• Task input:
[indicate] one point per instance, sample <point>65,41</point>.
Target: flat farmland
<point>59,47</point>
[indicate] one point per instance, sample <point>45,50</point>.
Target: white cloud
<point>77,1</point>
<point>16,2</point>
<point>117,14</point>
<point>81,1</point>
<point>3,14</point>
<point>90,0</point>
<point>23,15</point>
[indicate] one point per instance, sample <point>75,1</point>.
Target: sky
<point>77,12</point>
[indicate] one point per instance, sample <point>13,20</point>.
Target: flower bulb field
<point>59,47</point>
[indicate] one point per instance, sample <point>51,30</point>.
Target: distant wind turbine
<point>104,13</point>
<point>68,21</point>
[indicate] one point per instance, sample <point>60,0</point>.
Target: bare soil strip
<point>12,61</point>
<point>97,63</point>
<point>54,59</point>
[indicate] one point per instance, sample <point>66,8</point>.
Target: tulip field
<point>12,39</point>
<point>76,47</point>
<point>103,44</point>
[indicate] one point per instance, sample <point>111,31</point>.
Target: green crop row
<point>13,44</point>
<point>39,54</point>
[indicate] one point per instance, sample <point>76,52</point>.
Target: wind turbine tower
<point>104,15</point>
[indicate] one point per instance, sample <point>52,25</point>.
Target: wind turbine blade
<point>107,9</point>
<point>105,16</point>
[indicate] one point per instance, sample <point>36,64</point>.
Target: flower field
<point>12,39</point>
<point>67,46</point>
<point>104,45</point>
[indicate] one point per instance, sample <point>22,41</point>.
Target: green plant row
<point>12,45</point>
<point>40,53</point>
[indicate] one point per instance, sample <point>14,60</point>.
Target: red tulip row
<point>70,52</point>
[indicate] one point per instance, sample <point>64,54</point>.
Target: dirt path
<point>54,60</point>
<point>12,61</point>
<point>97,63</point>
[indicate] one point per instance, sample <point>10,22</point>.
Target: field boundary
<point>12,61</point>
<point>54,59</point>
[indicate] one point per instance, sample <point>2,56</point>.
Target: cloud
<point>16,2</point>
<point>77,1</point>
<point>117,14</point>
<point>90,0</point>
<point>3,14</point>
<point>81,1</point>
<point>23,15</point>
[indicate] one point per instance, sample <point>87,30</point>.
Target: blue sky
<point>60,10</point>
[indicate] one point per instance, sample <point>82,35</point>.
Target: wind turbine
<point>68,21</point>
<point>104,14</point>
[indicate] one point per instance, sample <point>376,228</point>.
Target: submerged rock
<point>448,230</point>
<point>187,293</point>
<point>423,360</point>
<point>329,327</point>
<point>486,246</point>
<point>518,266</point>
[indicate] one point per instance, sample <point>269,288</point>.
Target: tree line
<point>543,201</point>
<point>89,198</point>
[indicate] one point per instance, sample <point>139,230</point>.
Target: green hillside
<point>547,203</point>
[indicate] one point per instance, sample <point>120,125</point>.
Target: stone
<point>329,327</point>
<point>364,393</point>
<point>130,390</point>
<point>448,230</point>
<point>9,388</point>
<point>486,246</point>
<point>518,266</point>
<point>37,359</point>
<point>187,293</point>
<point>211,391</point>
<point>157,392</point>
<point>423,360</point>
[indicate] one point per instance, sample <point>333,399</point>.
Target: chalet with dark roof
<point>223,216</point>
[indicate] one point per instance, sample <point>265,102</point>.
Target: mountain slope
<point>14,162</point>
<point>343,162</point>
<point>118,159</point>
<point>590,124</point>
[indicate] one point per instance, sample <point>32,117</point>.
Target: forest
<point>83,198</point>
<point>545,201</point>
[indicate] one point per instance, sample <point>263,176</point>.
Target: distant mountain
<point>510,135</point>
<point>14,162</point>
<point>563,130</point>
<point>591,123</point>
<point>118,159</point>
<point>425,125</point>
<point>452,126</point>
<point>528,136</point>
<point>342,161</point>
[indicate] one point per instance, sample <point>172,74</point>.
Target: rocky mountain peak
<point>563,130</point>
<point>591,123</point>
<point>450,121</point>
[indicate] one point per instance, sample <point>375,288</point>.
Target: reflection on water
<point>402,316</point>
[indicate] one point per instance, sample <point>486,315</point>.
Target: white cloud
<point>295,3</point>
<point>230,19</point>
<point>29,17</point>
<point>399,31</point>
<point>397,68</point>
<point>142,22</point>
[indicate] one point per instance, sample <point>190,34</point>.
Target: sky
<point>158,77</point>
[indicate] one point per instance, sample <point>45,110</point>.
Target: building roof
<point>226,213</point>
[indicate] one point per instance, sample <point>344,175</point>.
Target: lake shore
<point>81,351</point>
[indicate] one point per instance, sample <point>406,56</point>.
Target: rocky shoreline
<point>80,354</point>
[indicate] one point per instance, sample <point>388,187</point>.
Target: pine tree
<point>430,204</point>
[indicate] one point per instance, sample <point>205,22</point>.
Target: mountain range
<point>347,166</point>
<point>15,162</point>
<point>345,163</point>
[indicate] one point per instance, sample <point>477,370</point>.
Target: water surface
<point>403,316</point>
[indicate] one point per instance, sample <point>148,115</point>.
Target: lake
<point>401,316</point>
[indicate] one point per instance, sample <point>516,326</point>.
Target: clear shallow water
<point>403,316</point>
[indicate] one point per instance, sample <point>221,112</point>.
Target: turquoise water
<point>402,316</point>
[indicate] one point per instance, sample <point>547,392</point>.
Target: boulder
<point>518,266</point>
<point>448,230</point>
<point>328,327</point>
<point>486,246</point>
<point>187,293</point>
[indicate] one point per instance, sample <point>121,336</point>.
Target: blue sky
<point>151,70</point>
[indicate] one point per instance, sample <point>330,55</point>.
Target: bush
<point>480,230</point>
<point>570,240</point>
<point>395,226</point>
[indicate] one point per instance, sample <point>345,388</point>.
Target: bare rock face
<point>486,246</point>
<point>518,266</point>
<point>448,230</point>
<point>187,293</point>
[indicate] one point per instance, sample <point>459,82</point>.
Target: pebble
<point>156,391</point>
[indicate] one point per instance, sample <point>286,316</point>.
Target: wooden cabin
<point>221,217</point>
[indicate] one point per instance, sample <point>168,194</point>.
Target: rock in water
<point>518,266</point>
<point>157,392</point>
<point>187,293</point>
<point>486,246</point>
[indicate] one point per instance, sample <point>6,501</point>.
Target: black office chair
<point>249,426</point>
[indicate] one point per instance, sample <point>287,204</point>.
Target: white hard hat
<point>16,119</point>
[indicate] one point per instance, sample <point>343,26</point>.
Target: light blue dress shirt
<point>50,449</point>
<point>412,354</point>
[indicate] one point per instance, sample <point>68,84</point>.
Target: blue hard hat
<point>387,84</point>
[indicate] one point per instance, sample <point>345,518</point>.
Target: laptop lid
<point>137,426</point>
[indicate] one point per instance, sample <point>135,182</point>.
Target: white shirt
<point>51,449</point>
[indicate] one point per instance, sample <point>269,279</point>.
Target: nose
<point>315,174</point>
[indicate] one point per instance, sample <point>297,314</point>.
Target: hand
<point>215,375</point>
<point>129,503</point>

• Short exercise: Copy all of the lines above word for word.

• Task output:
[indicate] one point per instance, sample <point>65,41</point>.
Target: flat farmland
<point>59,47</point>
[indicate] one point per instance, sample <point>45,50</point>.
Target: white cloud
<point>77,1</point>
<point>16,2</point>
<point>117,14</point>
<point>81,1</point>
<point>3,14</point>
<point>90,0</point>
<point>23,15</point>
[indicate] one point per instance, sample <point>75,1</point>.
Target: sky
<point>77,12</point>
[indicate] one point per instance, sample <point>13,20</point>.
Target: flower bulb field
<point>59,47</point>
[indicate] one point per instance, sample <point>51,30</point>.
Target: distant wind turbine
<point>104,13</point>
<point>68,21</point>
[indicate] one point per instance, sample <point>60,0</point>.
Target: bare soil strip
<point>12,61</point>
<point>97,63</point>
<point>54,59</point>
[indicate] one point per instance, sample <point>66,8</point>.
Target: tulip field
<point>12,39</point>
<point>76,47</point>
<point>103,44</point>
[indicate] one point per instance, sample <point>111,31</point>.
Target: green crop row
<point>13,44</point>
<point>39,54</point>
[indicate] one point per instance, sample <point>76,52</point>.
Target: wind turbine tower
<point>104,15</point>
[indicate] one point per instance, sample <point>52,25</point>.
Target: wind turbine blade
<point>107,9</point>
<point>105,16</point>
[indicate] one point per instance, sample <point>36,64</point>.
Target: flower field
<point>12,39</point>
<point>67,46</point>
<point>104,45</point>
[indicate] one point per instance, sample <point>22,41</point>.
Target: green plant row
<point>12,45</point>
<point>40,53</point>
[indicate] one point per instance, sample <point>14,60</point>.
Target: red tulip row
<point>70,52</point>
[indicate] one point per instance, sample <point>64,54</point>.
Target: dirt path
<point>54,60</point>
<point>12,61</point>
<point>97,63</point>
[indicate] one point per instance, sample <point>10,22</point>.
Target: field boundary
<point>12,61</point>
<point>54,59</point>
[indicate] one point per instance, sample <point>2,56</point>.
Target: cloud
<point>16,2</point>
<point>77,1</point>
<point>117,14</point>
<point>90,0</point>
<point>3,14</point>
<point>81,1</point>
<point>23,15</point>
[indicate] one point per instance, sample <point>87,30</point>.
Target: blue sky
<point>60,10</point>
[indicate] one point per instance, sample <point>82,35</point>.
Target: wind turbine
<point>68,21</point>
<point>104,14</point>
[indicate] one point per instance, sample <point>376,228</point>.
Target: submerged rock
<point>448,230</point>
<point>187,293</point>
<point>423,360</point>
<point>329,327</point>
<point>486,246</point>
<point>518,266</point>
[indicate] one point per instance, sample <point>269,288</point>.
Target: tree line
<point>543,201</point>
<point>89,198</point>
[indicate] one point per instance, sample <point>139,230</point>.
Target: green hillside
<point>547,203</point>
[indicate] one point per instance, sample <point>120,125</point>.
Target: stone
<point>329,327</point>
<point>364,393</point>
<point>130,390</point>
<point>448,230</point>
<point>9,388</point>
<point>486,246</point>
<point>518,266</point>
<point>37,359</point>
<point>187,293</point>
<point>211,391</point>
<point>157,392</point>
<point>423,360</point>
[indicate] one point per instance, sample <point>333,399</point>.
Target: chalet with dark roof
<point>223,216</point>
[indicate] one point per instance, sample <point>265,102</point>.
Target: mountain slope
<point>14,162</point>
<point>343,162</point>
<point>118,159</point>
<point>590,124</point>
[indicate] one point per instance, sample <point>32,117</point>.
Target: forest
<point>83,198</point>
<point>545,201</point>
[indicate] one point per instance, sample <point>263,176</point>.
Target: distant mountain
<point>510,135</point>
<point>14,162</point>
<point>563,130</point>
<point>591,123</point>
<point>118,159</point>
<point>425,125</point>
<point>452,126</point>
<point>528,136</point>
<point>342,161</point>
[indicate] one point per instance, sample <point>172,74</point>.
Target: rocky mountain peak
<point>563,130</point>
<point>591,123</point>
<point>450,121</point>
[indicate] one point per instance, sample <point>375,288</point>.
Target: reflection on water
<point>402,316</point>
[indicate] one point per instance, sample <point>486,315</point>.
Target: white cloud
<point>295,3</point>
<point>230,19</point>
<point>29,17</point>
<point>399,31</point>
<point>397,68</point>
<point>142,22</point>
[indicate] one point per instance, sample <point>190,34</point>.
Target: sky
<point>158,77</point>
[indicate] one point per instance, sample <point>45,110</point>.
Target: building roof
<point>226,213</point>
[indicate] one point per instance, sample <point>344,175</point>.
Target: lake shore
<point>81,351</point>
[indicate] one point per instance, sample <point>406,56</point>.
Target: rocky shoreline
<point>80,354</point>
[indicate] one point per instance, sample <point>388,187</point>.
Target: pine tree
<point>430,204</point>
[indicate] one point per instance, sample <point>205,22</point>.
Target: mountain range
<point>347,166</point>
<point>15,162</point>
<point>345,163</point>
[indicate] one point per instance, sample <point>477,370</point>.
Target: water surface
<point>403,316</point>
[indicate] one point per instance, sample <point>148,115</point>.
Target: lake
<point>401,316</point>
[indicate] one point per instance, sample <point>516,326</point>.
Target: clear shallow water
<point>403,316</point>
[indicate] one point per instance, sample <point>221,112</point>.
Target: turquoise water
<point>402,316</point>
[indicate] one point per instance, sample <point>547,392</point>.
Target: boulder
<point>518,266</point>
<point>448,230</point>
<point>328,327</point>
<point>486,246</point>
<point>187,293</point>
[indicate] one point per instance, sample <point>121,336</point>.
Target: blue sky
<point>151,70</point>
[indicate] one point per instance, sample <point>330,55</point>.
Target: bush
<point>480,230</point>
<point>570,240</point>
<point>395,226</point>
[indicate] one point per instance, sample <point>345,388</point>.
Target: bare rock face
<point>486,246</point>
<point>518,266</point>
<point>448,230</point>
<point>187,293</point>
[indicate] one point per instance, sample <point>459,82</point>.
Target: pebble
<point>156,391</point>
[indicate] one point per instance, sample <point>286,316</point>.
Target: wooden cabin
<point>221,217</point>
[indicate] one point per instance, sample <point>168,194</point>.
Target: rock in water
<point>518,266</point>
<point>157,392</point>
<point>187,293</point>
<point>486,246</point>
[indicate] one point per instance, sample <point>6,501</point>.
Target: black office chair
<point>249,426</point>
[indicate] one point per instance, sample <point>287,204</point>.
Target: white hard hat
<point>16,119</point>
[indicate] one point per instance, sample <point>343,26</point>.
Target: light blue dress shirt
<point>50,449</point>
<point>412,354</point>
[indicate] one point per instance, sample <point>68,84</point>.
Target: blue hard hat
<point>387,84</point>
[indicate] one point per instance, sample <point>345,518</point>.
Target: laptop lid
<point>137,426</point>
[indicate] one point per instance, sample <point>135,182</point>.
Target: white shirt
<point>51,449</point>
[indicate] one point per instance, sample <point>269,279</point>.
Target: nose
<point>315,174</point>
[indicate] one point per instance, sample <point>297,314</point>.
Target: hand
<point>215,375</point>
<point>129,503</point>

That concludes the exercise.